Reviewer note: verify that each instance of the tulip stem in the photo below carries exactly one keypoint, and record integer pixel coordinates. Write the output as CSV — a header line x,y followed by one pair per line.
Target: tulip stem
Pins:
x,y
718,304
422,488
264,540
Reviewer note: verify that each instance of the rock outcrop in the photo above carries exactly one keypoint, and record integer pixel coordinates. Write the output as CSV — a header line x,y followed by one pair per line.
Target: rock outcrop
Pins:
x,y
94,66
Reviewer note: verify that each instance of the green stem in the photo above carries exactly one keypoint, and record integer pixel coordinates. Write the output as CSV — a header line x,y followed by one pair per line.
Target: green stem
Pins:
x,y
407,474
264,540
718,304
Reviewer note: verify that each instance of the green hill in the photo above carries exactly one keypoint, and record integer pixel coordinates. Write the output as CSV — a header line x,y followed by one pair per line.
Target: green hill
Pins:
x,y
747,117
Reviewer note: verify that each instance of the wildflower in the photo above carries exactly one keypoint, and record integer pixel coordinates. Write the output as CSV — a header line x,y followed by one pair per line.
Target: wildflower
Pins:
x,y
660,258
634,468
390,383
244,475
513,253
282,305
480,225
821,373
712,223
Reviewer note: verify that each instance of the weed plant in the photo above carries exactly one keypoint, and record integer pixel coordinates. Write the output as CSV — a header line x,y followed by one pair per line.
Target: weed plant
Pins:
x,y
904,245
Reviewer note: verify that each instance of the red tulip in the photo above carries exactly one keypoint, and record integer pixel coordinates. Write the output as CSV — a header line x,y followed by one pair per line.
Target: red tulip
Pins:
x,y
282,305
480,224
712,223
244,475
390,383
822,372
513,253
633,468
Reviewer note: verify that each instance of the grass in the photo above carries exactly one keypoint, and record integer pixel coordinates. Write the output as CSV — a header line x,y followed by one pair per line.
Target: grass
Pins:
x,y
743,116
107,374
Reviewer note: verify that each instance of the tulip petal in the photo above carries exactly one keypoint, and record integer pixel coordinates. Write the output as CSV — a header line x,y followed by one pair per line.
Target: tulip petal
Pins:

§ **YOUR OBJECTIVE**: Only the number is needed: state how many lines in the listing contain "plant".

§ **OUTPUT BELOW**: 2